(PAGE EXTRACT begins)
Since 2001, a full blood count has been performed in accordance with the IAAF Blood Testing Protocol on 7289 blood samples collected from 2737 top-level track and field athletes (11). Also, data including the date of test, venue, sport, type of competition (in-, pre-, or out-of-competition), instrument (Sysmex™, Bayer-Siemens™, Coulter™, Abbott™) and date of analysis, as well as the sex, birth date, and nationality of each athlete, were collected. Because data collections were not systematic, there were missing values. As amended by the Declaration of Geneva, the nationality was anonymized to avoid any consideration of nationality from the results found in this study.
(PAGE EXTRACT ends)
(LISTED RECORDS begins)
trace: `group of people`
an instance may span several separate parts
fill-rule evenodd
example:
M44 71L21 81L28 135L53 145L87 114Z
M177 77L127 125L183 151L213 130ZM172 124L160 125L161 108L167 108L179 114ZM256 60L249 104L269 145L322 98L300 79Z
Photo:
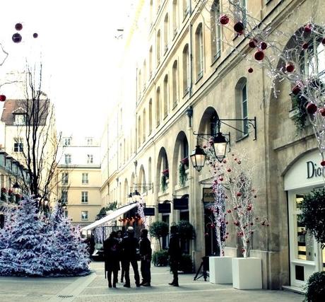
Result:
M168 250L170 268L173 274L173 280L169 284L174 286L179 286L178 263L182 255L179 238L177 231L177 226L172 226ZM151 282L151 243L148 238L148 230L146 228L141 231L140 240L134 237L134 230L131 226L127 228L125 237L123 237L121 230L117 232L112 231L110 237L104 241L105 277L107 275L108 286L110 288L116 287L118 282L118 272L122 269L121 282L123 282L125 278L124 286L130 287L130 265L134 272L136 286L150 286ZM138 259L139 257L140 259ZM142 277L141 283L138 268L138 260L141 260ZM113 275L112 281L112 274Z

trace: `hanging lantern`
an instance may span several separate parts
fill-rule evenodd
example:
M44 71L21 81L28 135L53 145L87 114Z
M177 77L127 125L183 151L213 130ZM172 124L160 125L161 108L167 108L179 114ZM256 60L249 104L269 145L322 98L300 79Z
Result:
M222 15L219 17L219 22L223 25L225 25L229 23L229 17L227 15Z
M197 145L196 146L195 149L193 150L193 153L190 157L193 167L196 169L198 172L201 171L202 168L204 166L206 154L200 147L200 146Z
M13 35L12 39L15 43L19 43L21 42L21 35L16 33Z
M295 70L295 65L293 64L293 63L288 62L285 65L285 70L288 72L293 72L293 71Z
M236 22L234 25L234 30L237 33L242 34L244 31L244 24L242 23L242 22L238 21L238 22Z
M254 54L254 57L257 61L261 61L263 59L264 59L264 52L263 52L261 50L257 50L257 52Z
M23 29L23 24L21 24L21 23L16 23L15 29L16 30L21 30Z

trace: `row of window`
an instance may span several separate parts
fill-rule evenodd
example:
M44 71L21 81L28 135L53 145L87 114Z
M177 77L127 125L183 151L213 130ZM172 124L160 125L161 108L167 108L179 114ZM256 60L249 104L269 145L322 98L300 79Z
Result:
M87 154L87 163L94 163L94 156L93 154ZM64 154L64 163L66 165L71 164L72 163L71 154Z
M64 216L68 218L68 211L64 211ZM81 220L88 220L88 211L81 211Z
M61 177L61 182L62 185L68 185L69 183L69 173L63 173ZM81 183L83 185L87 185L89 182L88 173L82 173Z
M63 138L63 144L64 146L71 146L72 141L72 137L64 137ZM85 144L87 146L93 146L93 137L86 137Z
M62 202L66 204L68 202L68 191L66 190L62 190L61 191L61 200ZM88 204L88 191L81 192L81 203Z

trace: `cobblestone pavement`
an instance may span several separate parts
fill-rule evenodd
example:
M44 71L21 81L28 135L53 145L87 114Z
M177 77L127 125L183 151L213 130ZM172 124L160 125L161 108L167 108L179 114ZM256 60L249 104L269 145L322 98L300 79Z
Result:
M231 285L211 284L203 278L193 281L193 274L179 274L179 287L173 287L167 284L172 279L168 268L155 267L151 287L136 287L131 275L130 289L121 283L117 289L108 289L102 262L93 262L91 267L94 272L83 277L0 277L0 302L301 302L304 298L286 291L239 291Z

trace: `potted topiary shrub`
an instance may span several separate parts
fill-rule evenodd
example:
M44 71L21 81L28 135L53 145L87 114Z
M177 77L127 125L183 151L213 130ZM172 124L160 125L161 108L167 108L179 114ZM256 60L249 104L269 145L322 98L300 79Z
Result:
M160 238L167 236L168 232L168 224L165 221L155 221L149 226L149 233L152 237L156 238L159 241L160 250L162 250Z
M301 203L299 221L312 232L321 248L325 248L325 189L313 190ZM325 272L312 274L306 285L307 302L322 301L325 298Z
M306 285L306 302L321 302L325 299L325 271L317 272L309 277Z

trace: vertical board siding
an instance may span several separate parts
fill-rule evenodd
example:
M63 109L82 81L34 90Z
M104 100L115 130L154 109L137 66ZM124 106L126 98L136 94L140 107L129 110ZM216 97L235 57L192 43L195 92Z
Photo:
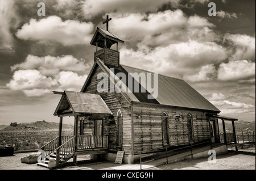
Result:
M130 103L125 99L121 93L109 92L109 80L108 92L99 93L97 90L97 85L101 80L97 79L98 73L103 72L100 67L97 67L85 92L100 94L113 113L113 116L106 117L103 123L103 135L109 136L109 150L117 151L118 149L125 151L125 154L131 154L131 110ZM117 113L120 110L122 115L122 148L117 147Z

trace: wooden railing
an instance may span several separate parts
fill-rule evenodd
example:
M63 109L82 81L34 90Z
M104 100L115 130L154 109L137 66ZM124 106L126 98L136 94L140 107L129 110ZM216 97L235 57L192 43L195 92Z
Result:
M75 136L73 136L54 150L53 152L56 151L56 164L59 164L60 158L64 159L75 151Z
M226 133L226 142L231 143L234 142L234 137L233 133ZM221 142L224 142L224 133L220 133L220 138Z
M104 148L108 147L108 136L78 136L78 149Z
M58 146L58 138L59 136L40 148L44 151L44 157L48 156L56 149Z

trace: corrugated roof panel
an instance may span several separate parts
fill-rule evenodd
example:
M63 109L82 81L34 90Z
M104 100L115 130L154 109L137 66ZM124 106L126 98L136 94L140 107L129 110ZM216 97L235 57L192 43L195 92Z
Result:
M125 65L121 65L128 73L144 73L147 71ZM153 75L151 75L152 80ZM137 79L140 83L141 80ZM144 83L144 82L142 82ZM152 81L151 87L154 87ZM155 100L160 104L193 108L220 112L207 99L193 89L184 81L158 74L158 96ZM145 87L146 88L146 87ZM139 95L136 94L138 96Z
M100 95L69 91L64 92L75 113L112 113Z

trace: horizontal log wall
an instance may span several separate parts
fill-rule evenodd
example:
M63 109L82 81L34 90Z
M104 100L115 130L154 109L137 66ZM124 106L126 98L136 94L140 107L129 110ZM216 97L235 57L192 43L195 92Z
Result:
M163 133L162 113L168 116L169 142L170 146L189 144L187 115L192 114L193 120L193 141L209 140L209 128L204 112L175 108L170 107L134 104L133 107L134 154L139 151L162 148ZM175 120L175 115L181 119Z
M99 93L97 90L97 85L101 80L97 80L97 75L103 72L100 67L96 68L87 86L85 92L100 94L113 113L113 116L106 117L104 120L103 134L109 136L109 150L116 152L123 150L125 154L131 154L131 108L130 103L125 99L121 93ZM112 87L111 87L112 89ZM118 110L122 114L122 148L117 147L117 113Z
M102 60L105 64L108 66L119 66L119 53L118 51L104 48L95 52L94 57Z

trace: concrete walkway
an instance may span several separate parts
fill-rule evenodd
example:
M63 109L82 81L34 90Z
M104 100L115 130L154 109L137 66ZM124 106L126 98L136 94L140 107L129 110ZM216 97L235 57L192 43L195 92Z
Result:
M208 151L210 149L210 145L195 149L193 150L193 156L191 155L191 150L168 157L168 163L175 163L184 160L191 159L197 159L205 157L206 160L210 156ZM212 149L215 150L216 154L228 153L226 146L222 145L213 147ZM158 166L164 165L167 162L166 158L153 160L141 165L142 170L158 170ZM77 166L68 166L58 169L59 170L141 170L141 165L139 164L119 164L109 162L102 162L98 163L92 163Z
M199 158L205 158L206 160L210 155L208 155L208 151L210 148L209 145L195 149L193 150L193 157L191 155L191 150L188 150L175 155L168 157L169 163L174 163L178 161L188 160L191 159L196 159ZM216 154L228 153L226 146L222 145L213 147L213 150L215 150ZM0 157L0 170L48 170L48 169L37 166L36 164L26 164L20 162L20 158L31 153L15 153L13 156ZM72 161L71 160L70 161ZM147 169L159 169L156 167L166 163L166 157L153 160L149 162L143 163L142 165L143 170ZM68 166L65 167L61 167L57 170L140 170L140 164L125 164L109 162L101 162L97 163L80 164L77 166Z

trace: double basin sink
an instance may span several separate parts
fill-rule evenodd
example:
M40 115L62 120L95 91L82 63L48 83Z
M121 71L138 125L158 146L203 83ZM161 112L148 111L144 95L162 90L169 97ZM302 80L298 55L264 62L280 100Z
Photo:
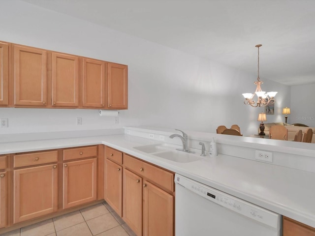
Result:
(LISTED RECORDS ends)
(LISTED RECORDS begins)
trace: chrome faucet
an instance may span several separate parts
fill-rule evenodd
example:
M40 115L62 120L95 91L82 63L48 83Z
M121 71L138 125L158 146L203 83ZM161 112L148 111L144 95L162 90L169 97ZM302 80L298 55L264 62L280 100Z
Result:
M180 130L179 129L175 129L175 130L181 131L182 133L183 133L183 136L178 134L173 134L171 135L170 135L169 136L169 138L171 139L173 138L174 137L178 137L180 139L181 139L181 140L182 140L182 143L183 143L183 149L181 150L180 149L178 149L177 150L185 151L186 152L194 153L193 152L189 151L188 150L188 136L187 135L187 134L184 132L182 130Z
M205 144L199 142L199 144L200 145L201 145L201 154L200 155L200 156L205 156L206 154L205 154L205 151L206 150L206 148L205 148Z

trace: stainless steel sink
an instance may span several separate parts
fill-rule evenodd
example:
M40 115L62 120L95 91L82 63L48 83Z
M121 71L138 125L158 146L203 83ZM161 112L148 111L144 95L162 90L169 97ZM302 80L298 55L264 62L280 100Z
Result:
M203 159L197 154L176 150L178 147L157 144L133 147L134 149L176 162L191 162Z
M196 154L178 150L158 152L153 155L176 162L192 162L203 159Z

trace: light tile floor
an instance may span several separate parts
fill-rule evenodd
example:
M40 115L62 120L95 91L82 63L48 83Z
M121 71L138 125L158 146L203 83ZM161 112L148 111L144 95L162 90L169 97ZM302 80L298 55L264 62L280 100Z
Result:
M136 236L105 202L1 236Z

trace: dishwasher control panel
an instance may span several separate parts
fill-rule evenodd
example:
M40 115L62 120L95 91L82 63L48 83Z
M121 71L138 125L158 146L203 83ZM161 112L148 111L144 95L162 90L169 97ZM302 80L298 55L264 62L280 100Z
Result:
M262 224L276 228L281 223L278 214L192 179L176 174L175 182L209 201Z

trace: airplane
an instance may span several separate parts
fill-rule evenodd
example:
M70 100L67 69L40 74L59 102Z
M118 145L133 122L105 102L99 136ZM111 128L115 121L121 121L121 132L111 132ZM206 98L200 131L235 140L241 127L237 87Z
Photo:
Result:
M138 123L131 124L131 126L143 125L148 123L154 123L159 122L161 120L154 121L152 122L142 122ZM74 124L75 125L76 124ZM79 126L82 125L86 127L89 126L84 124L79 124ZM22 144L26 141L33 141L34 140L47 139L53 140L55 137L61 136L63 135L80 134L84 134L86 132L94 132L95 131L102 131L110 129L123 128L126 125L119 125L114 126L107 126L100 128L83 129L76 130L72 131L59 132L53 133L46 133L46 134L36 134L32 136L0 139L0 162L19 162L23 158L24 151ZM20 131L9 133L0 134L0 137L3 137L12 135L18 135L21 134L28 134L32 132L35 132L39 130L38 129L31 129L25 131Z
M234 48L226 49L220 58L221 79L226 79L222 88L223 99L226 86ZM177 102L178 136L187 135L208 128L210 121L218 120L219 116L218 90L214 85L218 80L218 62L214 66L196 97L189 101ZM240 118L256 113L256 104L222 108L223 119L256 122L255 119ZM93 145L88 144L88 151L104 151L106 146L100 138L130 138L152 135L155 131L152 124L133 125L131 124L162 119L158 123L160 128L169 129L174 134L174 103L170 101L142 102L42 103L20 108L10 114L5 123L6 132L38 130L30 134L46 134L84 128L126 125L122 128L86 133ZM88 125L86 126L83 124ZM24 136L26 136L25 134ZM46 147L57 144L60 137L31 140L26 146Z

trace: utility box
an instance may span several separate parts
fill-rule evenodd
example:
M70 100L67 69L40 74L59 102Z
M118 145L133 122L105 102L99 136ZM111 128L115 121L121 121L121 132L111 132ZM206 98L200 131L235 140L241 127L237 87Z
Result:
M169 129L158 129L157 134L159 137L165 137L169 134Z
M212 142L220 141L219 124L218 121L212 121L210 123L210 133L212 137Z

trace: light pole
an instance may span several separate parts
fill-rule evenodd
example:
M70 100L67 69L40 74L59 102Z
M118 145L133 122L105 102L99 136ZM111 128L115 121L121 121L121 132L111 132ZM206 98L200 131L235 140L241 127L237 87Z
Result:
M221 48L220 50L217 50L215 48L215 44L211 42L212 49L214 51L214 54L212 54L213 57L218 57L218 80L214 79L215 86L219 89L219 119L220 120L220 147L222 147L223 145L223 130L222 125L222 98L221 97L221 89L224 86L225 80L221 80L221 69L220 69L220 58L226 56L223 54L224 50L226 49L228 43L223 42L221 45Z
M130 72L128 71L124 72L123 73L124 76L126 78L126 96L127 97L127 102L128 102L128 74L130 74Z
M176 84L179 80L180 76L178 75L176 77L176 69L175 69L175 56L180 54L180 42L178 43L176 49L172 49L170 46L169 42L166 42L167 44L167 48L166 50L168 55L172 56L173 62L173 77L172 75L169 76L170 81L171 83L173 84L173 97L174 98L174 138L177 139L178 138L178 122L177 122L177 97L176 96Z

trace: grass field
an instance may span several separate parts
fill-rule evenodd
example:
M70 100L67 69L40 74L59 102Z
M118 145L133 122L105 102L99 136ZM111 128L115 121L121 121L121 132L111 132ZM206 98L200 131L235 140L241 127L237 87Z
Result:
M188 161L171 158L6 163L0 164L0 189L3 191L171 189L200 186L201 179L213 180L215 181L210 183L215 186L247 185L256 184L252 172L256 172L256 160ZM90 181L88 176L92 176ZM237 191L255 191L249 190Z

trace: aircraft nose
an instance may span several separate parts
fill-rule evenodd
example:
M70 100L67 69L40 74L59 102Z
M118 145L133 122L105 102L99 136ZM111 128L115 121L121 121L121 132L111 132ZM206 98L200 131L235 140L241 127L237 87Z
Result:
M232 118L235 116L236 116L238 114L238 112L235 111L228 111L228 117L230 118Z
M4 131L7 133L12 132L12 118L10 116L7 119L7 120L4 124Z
(LISTED RECORDS ends)
• _TASK INSTRUCTIONS_
Replace "top-level" with "elite" in the passage on athlete blood testing, and write out that passage from "Since 2001, a" up to and including "in this study.". The data play no role here.

• _YOUR SOLUTION_
Since 2001, a full blood count has been performed in accordance with the IAAF Blood Testing Protocol on 7289 blood samples collected from 2737 elite track and field athletes (11). Also, data including the date of test, venue, sport, type of competition (in-, pre-, or out-of-competition), instrument (Sysmex™, Bayer-Siemens™, Coulter™, Abbott™) and date of analysis, as well as the sex, birth date, and nationality of each athlete, were collected. Because data collections were not systematic, there were missing values. As amended by the Declaration of Geneva, the nationality was anonymized to avoid any consideration of nationality from the results found in this study.